[Problem to work on] How many lines in the items below contain the string "mesh", with case counting? Reply with only the number.

[Shape boundary items]
------------
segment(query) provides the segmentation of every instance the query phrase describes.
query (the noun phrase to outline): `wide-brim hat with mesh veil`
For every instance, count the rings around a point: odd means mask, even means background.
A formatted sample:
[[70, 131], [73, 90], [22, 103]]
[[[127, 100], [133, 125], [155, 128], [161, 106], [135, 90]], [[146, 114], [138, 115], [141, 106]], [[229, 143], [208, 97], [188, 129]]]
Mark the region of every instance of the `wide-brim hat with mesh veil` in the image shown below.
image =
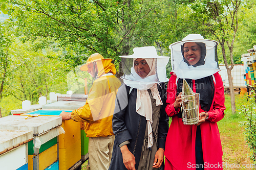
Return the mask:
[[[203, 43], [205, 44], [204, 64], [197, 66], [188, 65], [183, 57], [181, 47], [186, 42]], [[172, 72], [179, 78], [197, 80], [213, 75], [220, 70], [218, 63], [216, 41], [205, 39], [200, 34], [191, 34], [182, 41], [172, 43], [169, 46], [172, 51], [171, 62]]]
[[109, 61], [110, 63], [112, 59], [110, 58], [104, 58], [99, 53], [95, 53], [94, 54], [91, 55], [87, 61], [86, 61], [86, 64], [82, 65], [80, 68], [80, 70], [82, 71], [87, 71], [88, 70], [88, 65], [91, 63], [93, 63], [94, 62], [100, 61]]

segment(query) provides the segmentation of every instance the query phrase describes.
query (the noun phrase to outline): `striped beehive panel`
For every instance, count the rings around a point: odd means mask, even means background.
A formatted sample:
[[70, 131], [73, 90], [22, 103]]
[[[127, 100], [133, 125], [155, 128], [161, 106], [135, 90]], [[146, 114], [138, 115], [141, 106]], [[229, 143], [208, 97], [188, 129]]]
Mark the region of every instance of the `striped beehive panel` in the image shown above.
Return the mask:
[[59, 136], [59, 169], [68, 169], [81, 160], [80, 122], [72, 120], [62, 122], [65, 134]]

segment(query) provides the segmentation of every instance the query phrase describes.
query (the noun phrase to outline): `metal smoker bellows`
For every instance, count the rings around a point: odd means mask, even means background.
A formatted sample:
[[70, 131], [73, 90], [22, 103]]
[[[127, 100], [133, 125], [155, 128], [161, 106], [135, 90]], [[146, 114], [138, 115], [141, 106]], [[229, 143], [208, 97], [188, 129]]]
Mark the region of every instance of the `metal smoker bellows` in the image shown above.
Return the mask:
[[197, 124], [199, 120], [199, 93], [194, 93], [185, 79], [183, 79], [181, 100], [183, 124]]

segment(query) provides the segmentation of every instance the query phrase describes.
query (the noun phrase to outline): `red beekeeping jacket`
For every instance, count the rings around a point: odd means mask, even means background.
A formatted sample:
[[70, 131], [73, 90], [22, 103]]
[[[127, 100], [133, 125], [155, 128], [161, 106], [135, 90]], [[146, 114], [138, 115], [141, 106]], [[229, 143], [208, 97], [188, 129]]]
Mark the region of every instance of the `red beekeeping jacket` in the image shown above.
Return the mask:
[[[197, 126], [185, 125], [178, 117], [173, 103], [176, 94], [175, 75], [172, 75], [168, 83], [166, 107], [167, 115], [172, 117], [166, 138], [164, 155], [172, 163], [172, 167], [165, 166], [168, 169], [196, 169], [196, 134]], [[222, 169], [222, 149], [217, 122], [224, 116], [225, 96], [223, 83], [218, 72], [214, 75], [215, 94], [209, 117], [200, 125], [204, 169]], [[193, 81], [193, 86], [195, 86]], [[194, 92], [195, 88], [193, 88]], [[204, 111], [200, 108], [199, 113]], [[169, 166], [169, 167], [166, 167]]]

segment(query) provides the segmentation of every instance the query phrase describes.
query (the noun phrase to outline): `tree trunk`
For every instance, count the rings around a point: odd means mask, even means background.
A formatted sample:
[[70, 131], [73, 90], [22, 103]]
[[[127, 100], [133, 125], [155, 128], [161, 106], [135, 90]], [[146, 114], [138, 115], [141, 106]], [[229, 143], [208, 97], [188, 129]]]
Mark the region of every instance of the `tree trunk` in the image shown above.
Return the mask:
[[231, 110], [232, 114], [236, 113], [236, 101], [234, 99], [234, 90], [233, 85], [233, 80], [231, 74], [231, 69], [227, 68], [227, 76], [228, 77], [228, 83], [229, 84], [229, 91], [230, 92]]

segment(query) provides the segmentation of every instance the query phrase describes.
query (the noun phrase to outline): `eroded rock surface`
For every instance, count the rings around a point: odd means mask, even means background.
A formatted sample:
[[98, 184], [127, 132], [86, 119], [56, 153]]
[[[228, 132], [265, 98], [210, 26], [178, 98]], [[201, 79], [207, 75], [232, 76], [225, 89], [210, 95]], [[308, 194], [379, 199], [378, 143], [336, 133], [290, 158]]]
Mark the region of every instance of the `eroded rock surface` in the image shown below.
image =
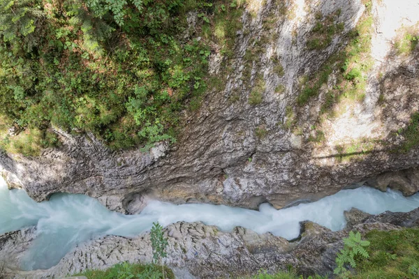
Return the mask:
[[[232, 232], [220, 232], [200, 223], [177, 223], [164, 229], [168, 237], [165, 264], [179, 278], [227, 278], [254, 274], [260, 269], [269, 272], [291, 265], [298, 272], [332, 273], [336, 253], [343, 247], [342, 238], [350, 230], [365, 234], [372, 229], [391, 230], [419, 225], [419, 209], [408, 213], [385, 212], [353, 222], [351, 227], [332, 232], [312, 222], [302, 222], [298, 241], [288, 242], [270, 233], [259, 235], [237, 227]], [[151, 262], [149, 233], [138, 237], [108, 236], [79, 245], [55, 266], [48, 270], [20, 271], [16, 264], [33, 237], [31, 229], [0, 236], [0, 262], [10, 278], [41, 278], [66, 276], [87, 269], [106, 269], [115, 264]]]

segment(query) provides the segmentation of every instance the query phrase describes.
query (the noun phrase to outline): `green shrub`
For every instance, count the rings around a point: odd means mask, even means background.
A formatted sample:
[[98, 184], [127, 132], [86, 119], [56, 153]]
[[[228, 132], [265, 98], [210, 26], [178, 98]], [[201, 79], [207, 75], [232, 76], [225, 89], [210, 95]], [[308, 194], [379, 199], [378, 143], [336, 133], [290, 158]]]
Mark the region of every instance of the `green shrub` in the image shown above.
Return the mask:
------------
[Task result] 2